• Page text
● ● ● ●

Too bad they didn’t read the bill
Re “Health law’s disputed phrase may have been an oversight” (Page 5B, May 26): I’m really enjoying watching the Democrats try to justify the error which may take the Affordable Care Act down. The spin now is supposedly that it was just a typo. Well, no, because when it was passed, they were sure that they could get states to buy in, and many states didn’t. Claiming it was not intentional will not fly, since Rep. Nancy Pelosi and others acknowledged they hadn’t read it. The argument is entirely disingenuous, and I doubt the court will be amused.
I don’t oppose health care reform at all, but this was bad law. It took a couple of good things – universal mandate, pre-existing conditions – and ignored everything else: interstate competition, choice for employees with employer-provided health care, tort reform and government-facilitated pools for people who must apply for more expensive individual rates.
Maybe we can do better.
Daniel Westover, Sacramento
According to the dictionary ...
I looked up “state” on Dictionary.com and, under noun, the seventh definition states: “A politically unified people occupying a definite territory; nation.” Therefore, websites created by state governments and the federal government are all established by the state.
I find it surprising that this is even a point of contention. It will be interesting to see what the courts decide.

● ● ● ●

• Excerpted data
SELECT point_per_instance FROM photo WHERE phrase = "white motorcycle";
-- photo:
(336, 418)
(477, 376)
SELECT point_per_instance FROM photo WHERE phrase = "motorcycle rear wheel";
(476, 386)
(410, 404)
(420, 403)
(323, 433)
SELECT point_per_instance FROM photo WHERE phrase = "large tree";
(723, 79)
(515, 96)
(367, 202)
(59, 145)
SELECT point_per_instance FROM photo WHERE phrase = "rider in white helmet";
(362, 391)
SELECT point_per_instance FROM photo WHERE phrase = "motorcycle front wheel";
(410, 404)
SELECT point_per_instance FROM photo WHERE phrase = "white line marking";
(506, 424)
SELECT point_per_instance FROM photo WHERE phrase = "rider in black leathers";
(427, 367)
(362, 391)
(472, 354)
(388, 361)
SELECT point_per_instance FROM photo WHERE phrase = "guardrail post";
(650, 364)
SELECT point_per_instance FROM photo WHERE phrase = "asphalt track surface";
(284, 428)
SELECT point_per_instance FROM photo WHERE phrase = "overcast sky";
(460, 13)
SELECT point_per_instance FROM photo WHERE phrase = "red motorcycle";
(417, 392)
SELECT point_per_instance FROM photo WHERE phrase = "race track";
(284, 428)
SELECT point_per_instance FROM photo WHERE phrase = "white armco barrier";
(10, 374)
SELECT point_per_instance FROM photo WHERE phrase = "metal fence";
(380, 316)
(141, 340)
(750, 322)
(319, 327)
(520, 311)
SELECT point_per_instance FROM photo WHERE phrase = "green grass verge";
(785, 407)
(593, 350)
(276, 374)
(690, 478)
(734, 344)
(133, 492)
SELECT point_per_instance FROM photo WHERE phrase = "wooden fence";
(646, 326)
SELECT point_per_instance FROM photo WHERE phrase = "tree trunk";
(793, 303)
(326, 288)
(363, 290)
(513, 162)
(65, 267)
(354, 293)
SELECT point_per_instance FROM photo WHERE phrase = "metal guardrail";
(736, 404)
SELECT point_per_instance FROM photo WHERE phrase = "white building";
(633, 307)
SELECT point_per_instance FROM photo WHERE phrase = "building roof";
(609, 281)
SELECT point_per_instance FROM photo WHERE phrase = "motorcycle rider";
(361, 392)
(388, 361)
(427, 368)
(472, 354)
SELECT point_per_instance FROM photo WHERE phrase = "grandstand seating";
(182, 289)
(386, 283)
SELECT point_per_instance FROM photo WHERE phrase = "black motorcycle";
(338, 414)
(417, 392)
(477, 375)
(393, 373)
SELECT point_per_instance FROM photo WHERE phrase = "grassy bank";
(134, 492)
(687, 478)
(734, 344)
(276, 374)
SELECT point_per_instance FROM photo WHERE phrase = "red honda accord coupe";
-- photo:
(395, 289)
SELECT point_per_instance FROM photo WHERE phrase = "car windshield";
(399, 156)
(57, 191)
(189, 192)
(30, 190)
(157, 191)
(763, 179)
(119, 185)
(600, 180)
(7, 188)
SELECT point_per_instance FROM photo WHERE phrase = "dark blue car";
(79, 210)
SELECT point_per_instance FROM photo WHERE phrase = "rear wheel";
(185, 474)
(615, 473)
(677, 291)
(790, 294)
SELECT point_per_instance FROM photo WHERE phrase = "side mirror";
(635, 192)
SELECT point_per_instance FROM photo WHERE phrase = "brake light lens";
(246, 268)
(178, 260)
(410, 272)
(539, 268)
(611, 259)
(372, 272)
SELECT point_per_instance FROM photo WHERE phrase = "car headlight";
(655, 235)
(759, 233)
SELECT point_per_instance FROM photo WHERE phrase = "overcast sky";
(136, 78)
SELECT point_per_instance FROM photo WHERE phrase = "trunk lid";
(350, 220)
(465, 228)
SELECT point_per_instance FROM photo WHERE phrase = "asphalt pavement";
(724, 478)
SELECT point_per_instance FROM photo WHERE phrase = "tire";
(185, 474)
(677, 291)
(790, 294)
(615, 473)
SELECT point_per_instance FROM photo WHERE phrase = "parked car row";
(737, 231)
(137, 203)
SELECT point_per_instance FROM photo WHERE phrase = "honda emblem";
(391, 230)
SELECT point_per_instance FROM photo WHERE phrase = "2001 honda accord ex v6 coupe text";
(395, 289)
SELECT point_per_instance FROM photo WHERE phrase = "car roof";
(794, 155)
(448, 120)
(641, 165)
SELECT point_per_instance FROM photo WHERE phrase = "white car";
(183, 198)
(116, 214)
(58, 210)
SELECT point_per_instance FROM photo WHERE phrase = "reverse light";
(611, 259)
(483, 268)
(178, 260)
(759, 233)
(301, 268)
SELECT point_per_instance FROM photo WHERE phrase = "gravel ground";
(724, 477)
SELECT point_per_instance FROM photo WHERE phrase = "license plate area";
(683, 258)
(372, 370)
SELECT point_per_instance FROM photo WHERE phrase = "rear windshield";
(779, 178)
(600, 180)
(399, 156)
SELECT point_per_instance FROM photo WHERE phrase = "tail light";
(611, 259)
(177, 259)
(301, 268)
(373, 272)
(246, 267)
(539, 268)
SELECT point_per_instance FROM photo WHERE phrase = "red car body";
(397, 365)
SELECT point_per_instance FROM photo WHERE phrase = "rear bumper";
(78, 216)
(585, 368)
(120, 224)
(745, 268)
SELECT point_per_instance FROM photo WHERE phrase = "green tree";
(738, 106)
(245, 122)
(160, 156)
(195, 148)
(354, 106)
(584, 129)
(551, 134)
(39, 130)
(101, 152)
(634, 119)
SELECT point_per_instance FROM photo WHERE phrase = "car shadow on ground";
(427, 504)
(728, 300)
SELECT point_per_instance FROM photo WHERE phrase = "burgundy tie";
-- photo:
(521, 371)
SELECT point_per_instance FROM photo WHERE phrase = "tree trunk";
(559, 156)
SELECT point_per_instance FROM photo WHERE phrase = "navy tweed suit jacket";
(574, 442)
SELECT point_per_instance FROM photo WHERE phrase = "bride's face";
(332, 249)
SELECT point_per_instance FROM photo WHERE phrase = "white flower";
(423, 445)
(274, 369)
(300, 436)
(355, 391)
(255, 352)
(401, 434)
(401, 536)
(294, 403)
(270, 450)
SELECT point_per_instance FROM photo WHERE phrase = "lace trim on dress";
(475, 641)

● ● ● ●

• Instructions
**a)** In the letters about the health law, why does the second writer conclude that websites created by the federal government are also established by the state? Answer in one to three sentences.
**b)** Please extract the passage from the letters about the health law starting at "I don’t oppose" and ending at "the dictionary ...".
The listing above comes from a different source than the text.

• Your responses
**a)** Dictionary.com's seventh noun definition of "state" is "A politically unified people occupying a definite territory; nation." Under that meaning, websites created by state governments and by the federal government are all established by the state.

**b)**
I don’t oppose health care reform at all, but this was bad law. It took a couple of good things – universal mandate, pre-existing conditions – and ignored everything else: interstate competition, choice for employees with employer-provided health care, tort reform and government-facilitated pools for people who must apply for more expensive individual rates.
Maybe we can do better.
Daniel Westover, Sacramento
According to the dictionary ...